* _TASK TO CARRY OUT_: Reproduce every row below, swapping each occurrence of "evaluation set" for "test set" and leaving everything else unchanged.

* _SUPPLIED DATA_:
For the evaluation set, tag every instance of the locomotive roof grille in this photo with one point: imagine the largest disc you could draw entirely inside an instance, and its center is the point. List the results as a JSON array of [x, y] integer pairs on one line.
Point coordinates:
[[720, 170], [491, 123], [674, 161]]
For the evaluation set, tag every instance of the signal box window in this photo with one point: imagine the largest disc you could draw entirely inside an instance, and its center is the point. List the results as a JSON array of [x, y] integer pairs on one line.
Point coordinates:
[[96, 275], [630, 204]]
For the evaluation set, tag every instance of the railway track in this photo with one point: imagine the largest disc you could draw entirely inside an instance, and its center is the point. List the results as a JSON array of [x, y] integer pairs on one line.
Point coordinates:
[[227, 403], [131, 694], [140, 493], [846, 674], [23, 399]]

* _WRITTEN ANSWER_:
For the test set, tag every instance of the locomotive roof grille in this photo with one point: imagine the largest disc you could draw entirely inside an instance, and its center is the point. List the results as a JSON array of [x, y] integer pairs on one line.
Point coordinates:
[[720, 170], [491, 123], [674, 161]]
For the test set, tag every instance of the signal box window in this photo with one point: imagine the largest disc you could draw entirely inside an instance, and its center is the point. List the results as a JSON array of [x, y] integer pairs on one line.
Point coordinates:
[[96, 275], [630, 204]]
For the test set, tag every instance of the railway track in this photo with one point: imagine the largest disc you could draw entirely inside an instance, and its center is the point. List the results as a JSON array of [x, y] integer pairs on one line.
Point coordinates:
[[227, 403], [131, 694], [140, 493], [846, 674], [23, 399]]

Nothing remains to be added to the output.